▸ **Excerpt provided**
# ...new to microsiffs...Katy Texas area



## mtoddsolomon (Mar 25, 2015)

Welcome, I have a friend in Katy. He fishes out of a 19 Key west, but just got on at Harris County Constable recruit so his time will be limited.


----------



## Roninrus1 (Mar 9, 2016)

cougmantx said:


> I will take delivery of a new Skull Island skiff on June 18, 2016. Really looking forward to it. I've been kayaking for 25 years and love fly fishing but I will be 60 in a few days and want to be able to get to fishable area's faster than paddling a kayak. Anyway, looking forward to learning a lot from this forum.


Welcome from another Texan. Several of us here!
Pushing 69 myself, so I understand the toll paddling takes on a persons body.


----------



## jc89 (Jun 5, 2016)

cougmantx said:


> I will take delivery of a new Skull Island skiff on June 18, 2016. Really looking forward to it. I've been kayaking for 25 years and love fly fishing but I will be 60 in a few days and want to be able to get to fishable area's faster than paddling a kayak. Anyway, looking forward to learning a lot from this forum.


Hi Cougman - i live in Magnolia and have enjoyed my Skull Island since 2013. Great rig. What engine are you going with?


----------



## cougmantx (May 25, 2016)

Ho


jc89 said:


> Hi Cougman - i live in Magnolia and have enjoyed my Skull Island since 2013. Great rig. What engine are you going with?


Honda 30...I'd like to talk to you. I'm in the hill country until the morning and then headed back to Katy.

I'll pm my number 

Warren


----------



## Capttravis (Jun 9, 2016)

I actually spoke with the guys over at Skull Island earlier this week and they said a boat was coming over to Houston in a couple weeks...I live close by in Fulshear, would love to come have a look at it Warren when you get it.


----------



## cougmantx (May 25, 2016)

I'll let you when I get it here and you're welcome to come by.


----------



## cougmantx (May 25, 2016)

Don't know if you knew or not that they are having a skiff meet up at Galveston on Sunday from 12:00 to 4:00 pm. Will be trying out fly rods also. Are you on FB?


----------



## Roninrus1 (Mar 9, 2016)

cougmantx said:


> Don't know if you knew or not that they are having a skiff meet up at Galveston on Sunday from 12:00 to 4:00 pm. Will be trying out fly rods also. Are you on FB?

▸ **Stated exercise**
Name every username that heads a post in the Katy-area skiff thread, listing each one only once.

Pointing and labeling entries:

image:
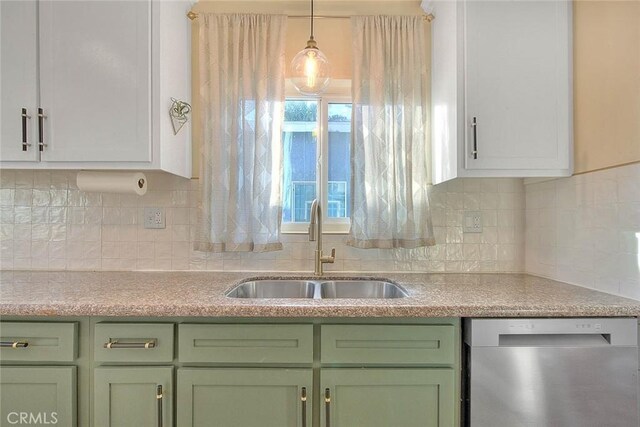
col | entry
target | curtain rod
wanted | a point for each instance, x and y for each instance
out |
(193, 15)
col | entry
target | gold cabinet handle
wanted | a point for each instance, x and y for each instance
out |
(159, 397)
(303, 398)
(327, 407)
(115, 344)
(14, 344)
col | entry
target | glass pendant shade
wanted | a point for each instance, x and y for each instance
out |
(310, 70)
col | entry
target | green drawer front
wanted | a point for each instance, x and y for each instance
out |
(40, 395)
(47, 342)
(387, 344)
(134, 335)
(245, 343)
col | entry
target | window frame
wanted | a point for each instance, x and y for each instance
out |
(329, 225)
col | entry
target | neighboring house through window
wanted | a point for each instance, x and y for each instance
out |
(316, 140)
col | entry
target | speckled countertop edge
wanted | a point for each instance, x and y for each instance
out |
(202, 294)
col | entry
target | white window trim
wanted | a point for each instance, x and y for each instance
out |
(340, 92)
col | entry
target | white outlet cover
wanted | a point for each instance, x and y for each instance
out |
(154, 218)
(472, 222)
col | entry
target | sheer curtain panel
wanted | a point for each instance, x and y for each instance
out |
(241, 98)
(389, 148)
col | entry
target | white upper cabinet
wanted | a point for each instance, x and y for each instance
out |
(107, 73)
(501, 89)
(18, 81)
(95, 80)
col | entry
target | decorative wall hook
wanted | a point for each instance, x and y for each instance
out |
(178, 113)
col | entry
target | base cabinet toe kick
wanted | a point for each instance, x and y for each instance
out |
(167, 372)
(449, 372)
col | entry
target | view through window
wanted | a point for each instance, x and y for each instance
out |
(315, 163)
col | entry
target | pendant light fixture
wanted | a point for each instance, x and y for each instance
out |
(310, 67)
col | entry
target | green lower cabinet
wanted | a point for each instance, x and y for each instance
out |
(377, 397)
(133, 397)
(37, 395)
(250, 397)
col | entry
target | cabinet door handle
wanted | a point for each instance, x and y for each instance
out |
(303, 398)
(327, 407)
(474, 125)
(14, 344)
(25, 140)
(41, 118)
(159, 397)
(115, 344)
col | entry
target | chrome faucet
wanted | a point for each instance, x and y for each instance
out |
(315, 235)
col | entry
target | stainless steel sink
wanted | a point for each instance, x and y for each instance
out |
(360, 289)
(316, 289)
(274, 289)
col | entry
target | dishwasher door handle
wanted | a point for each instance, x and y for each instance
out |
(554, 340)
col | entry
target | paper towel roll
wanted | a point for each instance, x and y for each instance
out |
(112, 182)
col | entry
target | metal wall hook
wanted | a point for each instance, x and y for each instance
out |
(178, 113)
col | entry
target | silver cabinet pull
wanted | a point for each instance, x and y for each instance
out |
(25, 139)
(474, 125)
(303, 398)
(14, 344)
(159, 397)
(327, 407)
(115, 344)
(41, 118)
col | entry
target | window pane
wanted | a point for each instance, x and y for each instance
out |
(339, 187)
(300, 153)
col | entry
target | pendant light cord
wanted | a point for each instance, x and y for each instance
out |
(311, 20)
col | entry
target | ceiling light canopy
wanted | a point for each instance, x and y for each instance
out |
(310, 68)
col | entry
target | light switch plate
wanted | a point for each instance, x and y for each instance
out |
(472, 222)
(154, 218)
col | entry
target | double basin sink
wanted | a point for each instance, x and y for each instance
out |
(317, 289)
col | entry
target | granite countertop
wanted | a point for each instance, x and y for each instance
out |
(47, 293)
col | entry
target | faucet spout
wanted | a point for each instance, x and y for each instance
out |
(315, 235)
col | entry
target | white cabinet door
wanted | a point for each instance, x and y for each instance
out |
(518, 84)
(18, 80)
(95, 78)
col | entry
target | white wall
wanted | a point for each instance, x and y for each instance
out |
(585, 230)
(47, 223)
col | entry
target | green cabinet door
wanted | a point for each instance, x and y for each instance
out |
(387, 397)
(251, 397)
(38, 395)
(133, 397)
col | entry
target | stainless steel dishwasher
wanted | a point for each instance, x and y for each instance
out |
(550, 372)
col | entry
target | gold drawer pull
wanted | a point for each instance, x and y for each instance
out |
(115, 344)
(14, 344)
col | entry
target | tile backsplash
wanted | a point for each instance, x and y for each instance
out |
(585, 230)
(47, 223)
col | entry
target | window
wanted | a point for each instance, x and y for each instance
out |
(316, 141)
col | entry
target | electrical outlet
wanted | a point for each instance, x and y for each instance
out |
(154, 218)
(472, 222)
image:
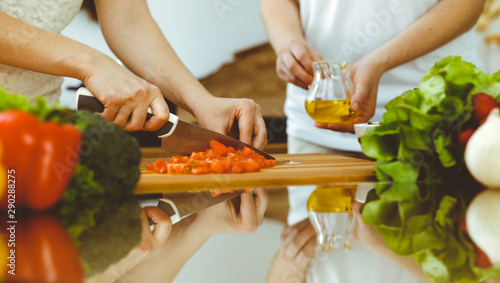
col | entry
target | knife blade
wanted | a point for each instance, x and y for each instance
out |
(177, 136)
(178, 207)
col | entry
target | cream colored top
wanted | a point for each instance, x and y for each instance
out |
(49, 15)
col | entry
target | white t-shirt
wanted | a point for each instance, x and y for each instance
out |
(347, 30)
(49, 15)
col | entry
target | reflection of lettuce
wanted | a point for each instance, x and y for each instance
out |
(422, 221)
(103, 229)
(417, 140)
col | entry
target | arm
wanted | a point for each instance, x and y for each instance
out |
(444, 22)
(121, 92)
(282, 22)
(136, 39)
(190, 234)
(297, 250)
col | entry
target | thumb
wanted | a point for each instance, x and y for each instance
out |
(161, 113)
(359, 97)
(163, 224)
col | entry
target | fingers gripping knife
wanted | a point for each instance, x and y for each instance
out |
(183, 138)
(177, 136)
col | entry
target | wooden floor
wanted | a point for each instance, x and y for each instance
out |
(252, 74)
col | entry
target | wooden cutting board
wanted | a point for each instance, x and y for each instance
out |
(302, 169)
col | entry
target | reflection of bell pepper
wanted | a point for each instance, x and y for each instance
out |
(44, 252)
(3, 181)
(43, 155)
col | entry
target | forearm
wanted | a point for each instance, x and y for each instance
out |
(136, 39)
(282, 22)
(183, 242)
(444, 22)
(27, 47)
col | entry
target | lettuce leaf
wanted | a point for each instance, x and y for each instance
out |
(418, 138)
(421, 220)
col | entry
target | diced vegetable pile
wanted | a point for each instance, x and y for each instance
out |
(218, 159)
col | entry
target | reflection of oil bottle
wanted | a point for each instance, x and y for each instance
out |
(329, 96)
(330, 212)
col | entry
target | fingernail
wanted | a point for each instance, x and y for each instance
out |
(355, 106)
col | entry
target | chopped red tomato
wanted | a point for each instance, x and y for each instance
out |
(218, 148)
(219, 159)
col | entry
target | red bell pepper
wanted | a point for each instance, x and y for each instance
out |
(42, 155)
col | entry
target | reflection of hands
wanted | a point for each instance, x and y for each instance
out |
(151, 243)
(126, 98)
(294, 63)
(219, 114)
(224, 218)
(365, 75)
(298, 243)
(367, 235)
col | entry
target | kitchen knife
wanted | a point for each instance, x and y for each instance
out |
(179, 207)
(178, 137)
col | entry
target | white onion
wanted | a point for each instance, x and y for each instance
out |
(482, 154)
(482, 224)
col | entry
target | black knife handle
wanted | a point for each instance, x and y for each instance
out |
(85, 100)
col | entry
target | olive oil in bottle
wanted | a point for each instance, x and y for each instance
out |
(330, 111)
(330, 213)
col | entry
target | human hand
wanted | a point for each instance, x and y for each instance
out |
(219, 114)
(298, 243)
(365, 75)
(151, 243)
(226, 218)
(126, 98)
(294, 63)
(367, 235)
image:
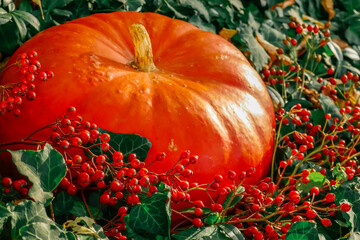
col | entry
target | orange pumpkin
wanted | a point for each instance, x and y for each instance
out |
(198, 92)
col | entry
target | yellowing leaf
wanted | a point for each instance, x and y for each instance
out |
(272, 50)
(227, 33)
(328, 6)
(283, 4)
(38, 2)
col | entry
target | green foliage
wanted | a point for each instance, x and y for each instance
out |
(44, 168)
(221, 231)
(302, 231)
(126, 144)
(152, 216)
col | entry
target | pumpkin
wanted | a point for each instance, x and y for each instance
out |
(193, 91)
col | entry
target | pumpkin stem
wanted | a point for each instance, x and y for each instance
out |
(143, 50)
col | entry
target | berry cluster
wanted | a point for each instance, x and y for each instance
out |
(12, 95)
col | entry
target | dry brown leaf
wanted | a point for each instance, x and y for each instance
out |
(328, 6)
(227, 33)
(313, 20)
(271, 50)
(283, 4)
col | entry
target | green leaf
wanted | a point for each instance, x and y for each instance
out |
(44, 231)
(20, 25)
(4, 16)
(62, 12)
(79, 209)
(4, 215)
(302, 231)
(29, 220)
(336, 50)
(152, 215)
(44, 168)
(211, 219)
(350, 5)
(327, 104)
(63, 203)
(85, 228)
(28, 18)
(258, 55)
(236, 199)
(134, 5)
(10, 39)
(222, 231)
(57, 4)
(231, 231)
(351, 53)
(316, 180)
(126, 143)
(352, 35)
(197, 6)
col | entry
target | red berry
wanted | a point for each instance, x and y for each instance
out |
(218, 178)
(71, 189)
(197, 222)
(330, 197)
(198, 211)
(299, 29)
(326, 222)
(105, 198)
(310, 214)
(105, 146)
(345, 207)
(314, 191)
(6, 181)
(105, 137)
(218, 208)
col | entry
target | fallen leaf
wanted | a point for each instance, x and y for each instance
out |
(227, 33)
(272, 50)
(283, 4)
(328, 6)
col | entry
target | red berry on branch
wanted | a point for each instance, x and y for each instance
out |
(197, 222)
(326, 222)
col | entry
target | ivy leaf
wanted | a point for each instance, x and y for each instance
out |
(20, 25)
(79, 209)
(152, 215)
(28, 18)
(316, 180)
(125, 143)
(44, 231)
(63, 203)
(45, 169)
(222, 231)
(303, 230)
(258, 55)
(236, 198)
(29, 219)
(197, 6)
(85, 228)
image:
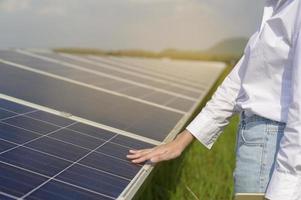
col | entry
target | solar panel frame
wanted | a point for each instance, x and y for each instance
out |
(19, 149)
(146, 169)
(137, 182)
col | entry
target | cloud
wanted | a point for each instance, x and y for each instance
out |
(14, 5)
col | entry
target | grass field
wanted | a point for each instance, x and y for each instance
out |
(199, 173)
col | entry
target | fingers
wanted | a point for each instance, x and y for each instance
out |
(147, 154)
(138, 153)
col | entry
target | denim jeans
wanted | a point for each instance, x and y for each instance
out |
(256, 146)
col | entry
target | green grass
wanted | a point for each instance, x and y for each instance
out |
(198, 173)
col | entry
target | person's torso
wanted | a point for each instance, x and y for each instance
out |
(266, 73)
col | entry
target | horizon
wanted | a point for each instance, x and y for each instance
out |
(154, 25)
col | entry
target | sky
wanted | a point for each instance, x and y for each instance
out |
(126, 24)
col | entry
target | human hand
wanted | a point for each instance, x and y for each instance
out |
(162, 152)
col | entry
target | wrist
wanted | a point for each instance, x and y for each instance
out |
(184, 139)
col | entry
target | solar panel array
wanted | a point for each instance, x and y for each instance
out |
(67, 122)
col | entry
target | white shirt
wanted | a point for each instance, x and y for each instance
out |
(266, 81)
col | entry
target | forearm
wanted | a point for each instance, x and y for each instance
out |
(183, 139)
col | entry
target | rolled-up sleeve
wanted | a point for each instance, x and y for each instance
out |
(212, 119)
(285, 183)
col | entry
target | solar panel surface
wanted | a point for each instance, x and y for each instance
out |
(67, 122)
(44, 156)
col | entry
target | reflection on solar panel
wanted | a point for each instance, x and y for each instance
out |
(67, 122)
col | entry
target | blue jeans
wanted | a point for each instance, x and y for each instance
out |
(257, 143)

▸ **Solution to this task**
mtoddsolomon, Roninrus1, jc89, cougmantx, Capttravis